TTS Datasets

Most TTS scripts work out-of-the-box with the LJ Speech dataset. However, some models may require supplementary data for training and validation. The following sections contain details of required data formats and instructions for running preprocessing scripts for such models.

FastSpeech 2

The FastSpeech 2 model converts from phonemes to Mel Spectrograms and predicts phoneme durations, pitches, and energies. Therefore, in addition to the manifest and audio samples, it requires some supplementary files and data:

  • A mappings file for converting from words to phonemes and phonemes to indices

  • Phoneme durations (for each audio sample)

  • Pitch per frame (for each training audio sample)

  • Energy per frame (for each training audio sample)

  • (Optional) Ignore list for filtering out samples with OOV words

The FastSpeech2Dataset uses the manifest format shared with all other NeMo speech tasks. Each line of the manifest should describe one sample, and should be in the following format:

{"audio_filepath": "/data/wavs/audio.wav", "text": "an unused transcription", "duration": 23.147}

See the documentation on Preparing Custom ASR Data for more details on the NeMo speech manifest format.

Note

The FastSpeech2Dataset ignores the "text" field of the manifest, since the model reads phoneme indices from the supplementary duration files instead.

→ **MATERIAL PROVIDED**:
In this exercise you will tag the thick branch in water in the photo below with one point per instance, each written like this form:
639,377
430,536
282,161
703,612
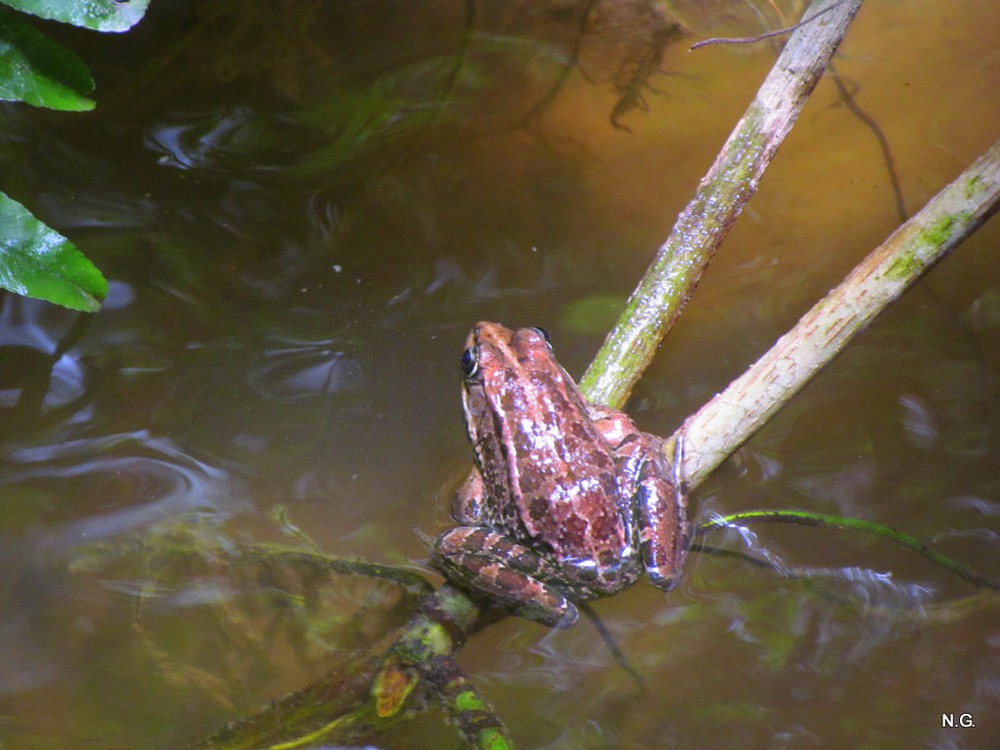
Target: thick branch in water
700,228
748,402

→ **CHALLENGES**:
1 – Rewrite the paragraph of the TTS datasets page that begins "Most TTS scripts work out-of-the-box" in a shorter form, keeping its main facts.
2 – Answer these questions from the TTS datasets page:
(a) Which dataset do most TTS scripts work with out of the box?
(b) What does the FastSpeech 2 model convert from and to?
(c) Which field of the manifest does the FastSpeech2Dataset ignore?
3 – Please carry the TTS datasets page on past its last sentence.

→ **ANSWERS GIVEN**:
1 – Most TTS scripts run on the LJ Speech dataset without changes, but some models need extra training and validation data. The sections that follow give the required data formats and instructions for running the preprocessing scripts for those models.

2 –
(a) The LJ Speech dataset.
(b) From phonemes to Mel Spectrograms.
(c) The "text" field.

3 –
The mappings file should be a JSON-formatted file that contains dictionaries word2phones and phone2idx. word2phones is a mapping that converts from your vocabulary to phonemes. For example, one entry in word2phones might be "nemo": ["N", "EH1", "M", "OW0"]. phone2idx is an (arbitrary) mapping that converts each phoneme to an index for prediction. It is also used to determine the pad_id, which is set to the length of phone2idx.

Together, these two dictionaries are also used for inference, as an input sentence is first normalized, then converted to phonemes using word2phones, and then converted from phonemes to indices using phone2idx.

For each audio sample, there should be a corresponding phoneme durations file that contains token_duration (duration per phoneme in frames) and text_encoded (index of each phoneme corresponding to phone2idx).

For each sample, there should also be a pitch file that contains the pitches (F0) per frame, and an energy file that contains the energies (L2-norm of STFT frame amplitudes) per frame.

The ignore list is a pickled list of file base names (with no extension) that tells the FastSpeech2Dataset which audio samples to discard. You should use this to exclude samples from your manifest that contain OOV words.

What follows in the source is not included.